THE PROBLEM
Find each line below where the word "above" occurs, and copy it.

WORKING DATA
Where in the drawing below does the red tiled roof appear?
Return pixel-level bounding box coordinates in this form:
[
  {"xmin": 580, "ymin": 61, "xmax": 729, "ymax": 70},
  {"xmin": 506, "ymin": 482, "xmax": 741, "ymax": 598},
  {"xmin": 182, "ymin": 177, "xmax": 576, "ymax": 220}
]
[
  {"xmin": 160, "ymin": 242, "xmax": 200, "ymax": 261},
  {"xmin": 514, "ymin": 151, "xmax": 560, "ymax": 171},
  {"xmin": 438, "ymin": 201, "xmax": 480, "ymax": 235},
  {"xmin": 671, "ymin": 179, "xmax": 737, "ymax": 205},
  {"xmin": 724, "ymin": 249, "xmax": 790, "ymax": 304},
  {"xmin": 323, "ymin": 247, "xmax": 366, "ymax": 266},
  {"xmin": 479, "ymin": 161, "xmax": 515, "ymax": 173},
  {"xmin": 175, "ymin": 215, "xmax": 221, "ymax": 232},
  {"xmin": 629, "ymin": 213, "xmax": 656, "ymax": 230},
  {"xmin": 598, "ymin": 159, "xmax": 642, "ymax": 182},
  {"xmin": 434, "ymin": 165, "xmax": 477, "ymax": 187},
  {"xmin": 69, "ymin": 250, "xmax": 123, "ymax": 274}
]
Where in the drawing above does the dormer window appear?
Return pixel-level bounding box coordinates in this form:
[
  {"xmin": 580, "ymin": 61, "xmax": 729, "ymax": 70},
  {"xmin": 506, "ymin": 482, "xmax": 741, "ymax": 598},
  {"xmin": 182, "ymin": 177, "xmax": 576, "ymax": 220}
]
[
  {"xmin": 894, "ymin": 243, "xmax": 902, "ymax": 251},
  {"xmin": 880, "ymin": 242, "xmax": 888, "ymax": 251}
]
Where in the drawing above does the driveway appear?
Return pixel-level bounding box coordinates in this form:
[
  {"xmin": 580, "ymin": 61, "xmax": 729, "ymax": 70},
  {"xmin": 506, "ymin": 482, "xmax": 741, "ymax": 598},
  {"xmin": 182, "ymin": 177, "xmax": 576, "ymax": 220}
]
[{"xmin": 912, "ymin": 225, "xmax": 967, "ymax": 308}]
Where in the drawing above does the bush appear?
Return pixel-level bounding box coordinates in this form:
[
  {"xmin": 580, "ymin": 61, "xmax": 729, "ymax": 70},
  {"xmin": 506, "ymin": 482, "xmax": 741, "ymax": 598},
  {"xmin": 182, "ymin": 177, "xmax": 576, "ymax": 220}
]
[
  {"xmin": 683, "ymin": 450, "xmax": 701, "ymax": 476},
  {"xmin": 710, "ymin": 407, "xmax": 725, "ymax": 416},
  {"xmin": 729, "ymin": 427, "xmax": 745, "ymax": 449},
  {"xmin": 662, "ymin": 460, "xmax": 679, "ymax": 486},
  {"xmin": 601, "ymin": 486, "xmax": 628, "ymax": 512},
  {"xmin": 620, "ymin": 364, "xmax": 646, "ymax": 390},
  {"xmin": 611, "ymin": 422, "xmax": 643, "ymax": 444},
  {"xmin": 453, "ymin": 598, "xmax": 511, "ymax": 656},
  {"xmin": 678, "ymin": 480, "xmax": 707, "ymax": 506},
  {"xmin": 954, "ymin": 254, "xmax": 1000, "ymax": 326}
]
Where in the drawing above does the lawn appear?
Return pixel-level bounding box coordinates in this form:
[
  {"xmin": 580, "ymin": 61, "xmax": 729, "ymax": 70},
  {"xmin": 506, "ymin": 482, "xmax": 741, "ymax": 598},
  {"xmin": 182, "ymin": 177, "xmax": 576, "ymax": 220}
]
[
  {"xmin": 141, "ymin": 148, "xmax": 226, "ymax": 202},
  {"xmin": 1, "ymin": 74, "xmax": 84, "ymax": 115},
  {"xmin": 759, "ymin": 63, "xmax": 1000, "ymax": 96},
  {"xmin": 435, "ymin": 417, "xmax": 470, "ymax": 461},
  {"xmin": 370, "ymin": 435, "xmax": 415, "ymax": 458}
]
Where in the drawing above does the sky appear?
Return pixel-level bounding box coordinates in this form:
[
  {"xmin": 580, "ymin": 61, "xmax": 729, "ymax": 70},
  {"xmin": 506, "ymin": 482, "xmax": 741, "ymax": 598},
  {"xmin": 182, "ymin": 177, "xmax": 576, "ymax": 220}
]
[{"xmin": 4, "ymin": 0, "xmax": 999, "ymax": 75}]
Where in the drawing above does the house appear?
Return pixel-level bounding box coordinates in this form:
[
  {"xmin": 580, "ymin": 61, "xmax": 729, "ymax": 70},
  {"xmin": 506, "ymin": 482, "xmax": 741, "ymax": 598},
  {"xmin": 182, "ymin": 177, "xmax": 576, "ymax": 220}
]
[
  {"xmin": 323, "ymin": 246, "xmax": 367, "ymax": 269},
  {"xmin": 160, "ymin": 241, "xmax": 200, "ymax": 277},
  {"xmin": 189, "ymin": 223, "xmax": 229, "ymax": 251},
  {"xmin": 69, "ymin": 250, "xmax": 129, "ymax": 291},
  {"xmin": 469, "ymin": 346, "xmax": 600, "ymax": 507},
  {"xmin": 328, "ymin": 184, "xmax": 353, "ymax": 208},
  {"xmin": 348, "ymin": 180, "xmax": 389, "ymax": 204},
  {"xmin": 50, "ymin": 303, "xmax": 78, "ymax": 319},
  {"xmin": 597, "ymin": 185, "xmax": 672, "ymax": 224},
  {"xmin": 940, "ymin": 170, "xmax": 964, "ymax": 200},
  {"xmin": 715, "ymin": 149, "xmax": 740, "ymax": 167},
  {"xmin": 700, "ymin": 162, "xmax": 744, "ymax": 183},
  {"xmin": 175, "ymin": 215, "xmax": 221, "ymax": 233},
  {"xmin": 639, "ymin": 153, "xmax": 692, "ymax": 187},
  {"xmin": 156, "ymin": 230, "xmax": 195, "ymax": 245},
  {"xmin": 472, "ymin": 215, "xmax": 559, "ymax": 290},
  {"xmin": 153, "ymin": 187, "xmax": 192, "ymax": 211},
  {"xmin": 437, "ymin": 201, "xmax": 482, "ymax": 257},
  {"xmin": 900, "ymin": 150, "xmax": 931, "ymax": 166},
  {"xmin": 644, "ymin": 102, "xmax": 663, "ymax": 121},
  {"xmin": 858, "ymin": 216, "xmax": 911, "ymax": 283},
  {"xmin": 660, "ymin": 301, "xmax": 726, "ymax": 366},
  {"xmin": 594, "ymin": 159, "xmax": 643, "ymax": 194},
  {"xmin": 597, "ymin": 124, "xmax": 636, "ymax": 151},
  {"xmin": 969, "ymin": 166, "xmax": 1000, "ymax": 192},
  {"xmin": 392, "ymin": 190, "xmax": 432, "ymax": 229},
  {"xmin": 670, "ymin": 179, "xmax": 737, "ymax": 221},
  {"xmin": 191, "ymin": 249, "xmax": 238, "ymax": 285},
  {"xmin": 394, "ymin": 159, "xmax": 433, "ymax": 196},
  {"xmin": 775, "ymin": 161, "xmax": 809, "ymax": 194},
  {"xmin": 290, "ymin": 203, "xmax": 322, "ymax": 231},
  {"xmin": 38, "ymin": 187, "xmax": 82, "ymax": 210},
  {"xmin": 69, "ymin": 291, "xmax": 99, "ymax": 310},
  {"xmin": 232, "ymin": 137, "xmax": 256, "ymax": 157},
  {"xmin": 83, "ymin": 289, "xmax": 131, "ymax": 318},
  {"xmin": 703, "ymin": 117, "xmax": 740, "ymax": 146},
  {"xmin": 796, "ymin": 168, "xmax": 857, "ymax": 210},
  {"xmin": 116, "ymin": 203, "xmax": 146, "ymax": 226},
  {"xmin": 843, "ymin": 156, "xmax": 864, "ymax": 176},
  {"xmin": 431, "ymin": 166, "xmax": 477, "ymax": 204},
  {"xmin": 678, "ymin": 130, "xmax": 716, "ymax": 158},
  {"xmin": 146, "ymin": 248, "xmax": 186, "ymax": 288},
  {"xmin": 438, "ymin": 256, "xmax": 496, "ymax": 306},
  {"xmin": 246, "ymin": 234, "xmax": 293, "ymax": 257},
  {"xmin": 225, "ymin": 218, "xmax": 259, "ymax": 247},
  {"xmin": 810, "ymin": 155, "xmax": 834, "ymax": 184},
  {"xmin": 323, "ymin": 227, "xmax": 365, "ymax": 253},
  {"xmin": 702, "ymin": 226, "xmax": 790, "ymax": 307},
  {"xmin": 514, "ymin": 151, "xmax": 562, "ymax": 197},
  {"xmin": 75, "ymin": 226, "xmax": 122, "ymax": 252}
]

EXERCISE RESULT
Where in the drawing above does the dormer window appear?
Where in the drawing above does the driveway appear?
Where in the drawing above does the bush appear?
Where in the drawing above does the lawn appear?
Where in the drawing above does the sky appear?
Where in the drawing above does the house appear?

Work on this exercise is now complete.